*EXERCISE*: Can you rename every "rough mask" to "coarse mask" throughout the records below and give them back otherwise unchanged, leaving the pictures out of your answer?

Stored items

-- Opening Marker --

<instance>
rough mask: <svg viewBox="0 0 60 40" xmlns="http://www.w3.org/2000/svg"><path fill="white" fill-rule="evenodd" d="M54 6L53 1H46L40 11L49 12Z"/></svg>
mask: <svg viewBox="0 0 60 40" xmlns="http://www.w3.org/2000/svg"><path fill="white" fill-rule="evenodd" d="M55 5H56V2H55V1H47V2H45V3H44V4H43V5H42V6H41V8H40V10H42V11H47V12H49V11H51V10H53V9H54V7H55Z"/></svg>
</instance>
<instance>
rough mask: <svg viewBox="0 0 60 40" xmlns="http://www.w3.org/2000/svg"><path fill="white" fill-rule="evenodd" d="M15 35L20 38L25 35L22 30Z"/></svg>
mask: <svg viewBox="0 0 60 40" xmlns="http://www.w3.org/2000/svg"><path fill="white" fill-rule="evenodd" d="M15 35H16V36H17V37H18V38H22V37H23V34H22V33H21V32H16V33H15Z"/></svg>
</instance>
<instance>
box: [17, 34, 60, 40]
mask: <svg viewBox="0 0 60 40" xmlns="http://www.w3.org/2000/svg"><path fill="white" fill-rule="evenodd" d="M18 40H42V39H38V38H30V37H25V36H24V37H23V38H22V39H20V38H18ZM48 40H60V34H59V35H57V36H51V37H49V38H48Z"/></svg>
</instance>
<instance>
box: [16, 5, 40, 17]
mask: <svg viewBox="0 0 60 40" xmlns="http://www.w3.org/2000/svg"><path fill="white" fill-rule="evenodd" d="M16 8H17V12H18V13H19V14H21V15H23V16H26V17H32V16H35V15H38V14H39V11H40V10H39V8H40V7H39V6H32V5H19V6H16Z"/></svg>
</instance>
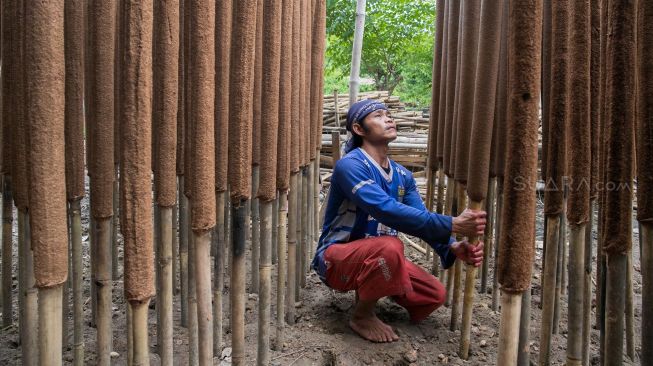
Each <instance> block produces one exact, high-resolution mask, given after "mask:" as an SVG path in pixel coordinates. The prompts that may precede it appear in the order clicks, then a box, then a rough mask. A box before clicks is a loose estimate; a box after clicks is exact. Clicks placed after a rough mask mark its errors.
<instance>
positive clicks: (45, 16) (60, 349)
mask: <svg viewBox="0 0 653 366" xmlns="http://www.w3.org/2000/svg"><path fill="white" fill-rule="evenodd" d="M25 20H26V22H25V38H24V40H25V60H26V61H27V62H26V70H25V75H26V85H25V86H26V90H27V91H28V95H29V96H30V97H29V98H28V99H27V104H26V112H27V113H26V117H27V124H28V126H29V139H30V150H29V159H30V169H29V199H30V209H31V212H30V215H31V217H30V223H31V228H32V230H31V233H30V234H31V239H32V243H33V248H34V275H35V282H36V286H37V287H38V289H39V352H38V354H39V363H40V364H42V365H46V364H48V365H60V364H61V362H62V357H61V356H62V348H61V345H62V338H61V337H62V332H61V328H62V323H61V321H62V317H61V311H62V307H61V306H62V292H63V288H62V285H63V284H64V283H65V281H66V278H67V276H68V249H67V248H68V237H67V232H66V209H65V207H66V189H65V152H64V144H63V142H64V129H65V127H64V125H65V123H64V109H65V101H64V98H65V94H64V93H65V62H64V59H65V56H64V11H63V2H62V1H51V2H45V3H38V4H37V3H27V4H25ZM26 157H27V156H26Z"/></svg>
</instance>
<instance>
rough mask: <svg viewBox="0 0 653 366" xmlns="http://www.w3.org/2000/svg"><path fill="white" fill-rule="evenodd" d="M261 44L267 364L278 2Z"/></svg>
mask: <svg viewBox="0 0 653 366" xmlns="http://www.w3.org/2000/svg"><path fill="white" fill-rule="evenodd" d="M260 6H262V7H264V9H263V16H264V19H263V21H262V23H263V32H262V33H263V34H264V36H263V40H262V42H263V47H262V52H263V54H262V65H263V66H262V68H263V79H262V80H263V81H262V100H261V113H262V114H261V136H260V138H261V147H260V149H261V159H260V163H261V166H260V169H261V170H260V174H261V175H260V184H259V186H258V192H257V196H258V199H259V201H260V209H261V226H260V230H261V232H260V238H261V248H260V249H261V258H260V262H259V271H258V273H259V284H260V288H259V297H258V305H259V313H258V314H259V315H258V348H257V358H256V362H257V364H259V365H267V364H269V363H270V307H271V305H270V300H271V288H272V268H271V267H272V253H271V251H272V215H273V212H272V206H273V204H272V203H273V201H274V199H275V198H276V193H277V176H276V175H277V147H278V135H277V133H278V129H279V87H280V86H279V80H280V68H281V21H282V20H281V17H282V8H281V6H282V2H281V0H276V1H265V2H264V4H261V5H260Z"/></svg>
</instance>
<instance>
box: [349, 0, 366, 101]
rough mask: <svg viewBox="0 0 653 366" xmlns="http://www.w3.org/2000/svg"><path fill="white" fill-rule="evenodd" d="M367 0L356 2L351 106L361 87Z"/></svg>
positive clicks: (350, 96)
mask: <svg viewBox="0 0 653 366" xmlns="http://www.w3.org/2000/svg"><path fill="white" fill-rule="evenodd" d="M365 5H366V0H357V1H356V23H355V27H354V43H353V46H352V52H351V55H352V56H351V73H350V74H349V105H350V106H351V105H353V104H354V103H356V100H357V99H358V90H359V87H360V63H361V51H362V49H363V34H364V33H365Z"/></svg>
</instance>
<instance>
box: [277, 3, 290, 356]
mask: <svg viewBox="0 0 653 366" xmlns="http://www.w3.org/2000/svg"><path fill="white" fill-rule="evenodd" d="M293 3H294V1H291V0H283V3H282V9H283V10H282V20H281V52H280V70H279V72H280V76H279V129H278V136H277V174H276V177H277V179H276V184H277V191H278V197H279V198H278V199H279V212H278V216H279V230H278V236H279V237H278V242H277V260H278V262H277V263H278V265H277V303H276V305H277V308H276V309H277V314H276V315H277V319H276V340H275V343H274V349H275V350H276V351H281V350H282V349H283V343H284V339H285V337H284V327H285V323H286V316H285V308H286V303H285V301H286V278H288V283H290V280H289V279H290V277H288V276H287V275H289V273H288V272H287V271H288V269H287V268H288V263H289V261H290V260H291V259H290V258H291V257H289V256H288V254H287V247H288V242H289V238H288V237H287V236H286V234H287V233H288V230H289V227H288V225H287V214H288V213H289V211H288V189H289V185H290V169H291V165H290V164H291V161H290V159H291V146H292V145H291V140H290V137H291V134H292V133H291V130H290V124H291V119H292V112H291V111H292V90H291V77H292V48H291V46H292V43H293V38H292V37H293V34H292V33H293V24H292V23H293Z"/></svg>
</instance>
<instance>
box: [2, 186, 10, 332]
mask: <svg viewBox="0 0 653 366" xmlns="http://www.w3.org/2000/svg"><path fill="white" fill-rule="evenodd" d="M12 224H13V204H12V194H11V177H10V176H9V175H8V174H3V175H2V327H3V328H4V327H8V326H10V325H11V324H13V303H12V302H13V301H12V297H13V296H12V290H11V288H12V282H13V279H12V268H11V267H12V259H13V254H12V246H13V245H12V244H13V239H12V232H11V231H12V226H13V225H12Z"/></svg>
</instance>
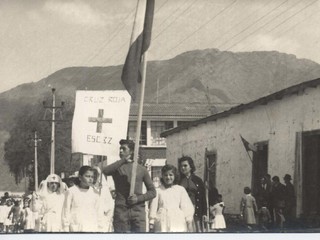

-- Closing Marker --

*RESPONSE AREA*:
<instance>
coarse mask: <svg viewBox="0 0 60 40" xmlns="http://www.w3.org/2000/svg"><path fill="white" fill-rule="evenodd" d="M54 6L53 1H46L40 11L49 12Z"/></svg>
mask: <svg viewBox="0 0 60 40" xmlns="http://www.w3.org/2000/svg"><path fill="white" fill-rule="evenodd" d="M55 5H56V2H55V1H47V2H45V3H44V4H43V5H42V6H41V8H40V10H42V11H47V12H49V11H51V10H53V9H54V7H55Z"/></svg>
</instance>
<instance>
coarse mask: <svg viewBox="0 0 60 40" xmlns="http://www.w3.org/2000/svg"><path fill="white" fill-rule="evenodd" d="M15 35L20 38L25 35L22 30Z"/></svg>
mask: <svg viewBox="0 0 60 40" xmlns="http://www.w3.org/2000/svg"><path fill="white" fill-rule="evenodd" d="M15 35H16V36H17V37H18V38H22V37H23V34H22V33H21V32H16V33H15Z"/></svg>
</instance>
<instance>
box: [17, 34, 60, 40]
mask: <svg viewBox="0 0 60 40" xmlns="http://www.w3.org/2000/svg"><path fill="white" fill-rule="evenodd" d="M18 40H42V39H38V38H30V37H25V36H24V37H23V38H22V39H20V38H18ZM48 40H60V34H59V35H57V36H51V37H49V38H48Z"/></svg>
</instance>
<instance>
box: [16, 5, 40, 17]
mask: <svg viewBox="0 0 60 40" xmlns="http://www.w3.org/2000/svg"><path fill="white" fill-rule="evenodd" d="M16 8H17V12H18V13H19V14H21V15H23V16H26V17H32V16H35V15H38V14H39V11H40V10H39V8H40V7H39V6H32V5H19V6H16Z"/></svg>
</instance>
Each <instance> block produces one exact, high-resolution mask, given after "mask:" as an SVG path in pixel coordinates. The prompts that may precede it appear in the order clicks, then a box, then a coarse mask. A box before clicks is a loose estimate; a box after clicks is exact. Clicks placed after a coarse mask mark its errors.
<instance>
positive clicks: (45, 16) (60, 349)
mask: <svg viewBox="0 0 653 366" xmlns="http://www.w3.org/2000/svg"><path fill="white" fill-rule="evenodd" d="M25 20H26V22H25V38H24V40H25V60H26V61H27V62H26V70H25V75H26V85H25V86H26V90H27V91H28V95H29V96H30V97H29V98H28V99H27V104H26V112H27V113H26V117H27V124H28V126H29V139H30V150H29V159H30V169H29V199H30V209H31V212H30V215H31V217H30V223H31V228H32V230H31V233H30V234H31V239H32V243H33V248H34V275H35V282H36V286H37V287H38V289H39V352H38V354H39V363H40V364H42V365H46V364H48V365H60V364H61V362H62V357H61V356H62V348H61V345H62V338H61V337H62V332H61V328H62V323H61V321H62V317H61V311H62V307H61V306H62V292H63V288H62V285H63V284H64V283H65V281H66V278H67V276H68V249H67V248H68V237H67V232H66V209H65V207H66V189H65V152H64V144H63V142H64V129H65V127H64V125H65V123H64V109H65V101H64V98H65V94H64V93H65V62H64V59H65V56H64V11H63V2H62V1H51V2H45V3H38V4H37V3H27V4H25ZM26 157H27V156H26Z"/></svg>
</instance>
<instance>
coarse mask: <svg viewBox="0 0 653 366" xmlns="http://www.w3.org/2000/svg"><path fill="white" fill-rule="evenodd" d="M261 44L267 364L278 2Z"/></svg>
mask: <svg viewBox="0 0 653 366" xmlns="http://www.w3.org/2000/svg"><path fill="white" fill-rule="evenodd" d="M260 6H262V7H264V9H263V16H264V19H263V21H262V23H263V32H262V33H263V34H264V36H263V40H262V42H263V47H262V52H263V54H262V65H263V66H262V68H263V79H262V80H263V81H262V100H261V113H262V114H261V136H260V138H261V147H260V149H261V159H260V163H261V166H260V169H261V170H260V174H261V175H260V184H259V186H258V192H257V196H258V199H259V201H260V209H261V226H260V230H261V232H260V238H261V248H260V249H261V258H260V262H259V271H258V273H259V284H260V288H259V297H258V305H259V313H258V314H259V315H258V348H257V358H256V362H257V364H259V365H267V364H269V363H270V307H271V305H270V300H271V288H272V268H271V267H272V253H271V251H272V215H273V212H272V206H273V204H272V203H273V201H274V199H275V198H276V193H277V176H276V175H277V147H278V135H277V133H278V129H279V87H280V86H279V80H280V68H281V21H282V20H281V17H282V8H281V6H282V2H281V0H276V1H265V2H264V4H261V5H260Z"/></svg>
</instance>
<instance>
box: [349, 0, 366, 101]
coarse mask: <svg viewBox="0 0 653 366" xmlns="http://www.w3.org/2000/svg"><path fill="white" fill-rule="evenodd" d="M367 0L356 2L351 106L361 87Z"/></svg>
positive clicks: (350, 96)
mask: <svg viewBox="0 0 653 366" xmlns="http://www.w3.org/2000/svg"><path fill="white" fill-rule="evenodd" d="M365 5H366V0H357V1H356V23H355V27H354V43H353V46H352V52H351V55H352V56H351V73H350V74H349V105H350V106H351V105H353V104H354V103H356V100H357V99H358V90H359V87H360V63H361V51H362V49H363V34H364V33H365Z"/></svg>
</instance>
<instance>
box: [277, 3, 290, 356]
mask: <svg viewBox="0 0 653 366" xmlns="http://www.w3.org/2000/svg"><path fill="white" fill-rule="evenodd" d="M293 3H294V1H291V0H283V3H282V9H283V10H282V20H281V52H280V70H279V72H280V76H279V129H278V136H277V174H276V177H277V179H276V184H277V191H278V197H279V198H278V199H279V212H278V216H279V230H278V236H279V237H278V242H277V260H278V262H277V263H278V265H277V303H276V305H277V308H276V309H277V314H276V315H277V319H276V340H275V343H274V349H275V350H276V351H281V350H282V349H283V343H284V339H285V337H284V327H285V323H286V316H285V308H286V303H285V301H286V278H288V283H290V280H289V279H290V277H288V276H287V275H289V273H288V272H287V271H288V269H287V268H288V263H289V261H290V260H291V259H290V258H291V257H289V256H288V254H287V247H288V242H289V238H288V237H287V236H286V234H287V233H288V230H289V227H288V225H287V214H288V213H289V211H288V189H289V185H290V169H291V165H290V164H291V161H290V159H291V146H292V145H291V140H290V137H291V134H292V133H291V130H290V124H291V119H292V112H291V111H292V90H291V77H292V48H291V46H292V43H293V38H292V37H293V34H292V33H293V24H292V23H293Z"/></svg>
</instance>
<instance>
box: [2, 186, 10, 332]
mask: <svg viewBox="0 0 653 366" xmlns="http://www.w3.org/2000/svg"><path fill="white" fill-rule="evenodd" d="M12 224H13V204H12V194H11V177H10V176H9V175H8V174H3V175H2V327H3V328H4V327H8V326H10V325H11V324H13V303H12V302H13V301H12V297H13V296H12V290H11V288H12V282H13V279H12V268H11V267H12V259H13V254H12V246H13V245H12V244H13V239H12V232H11V231H12V226H13V225H12Z"/></svg>
</instance>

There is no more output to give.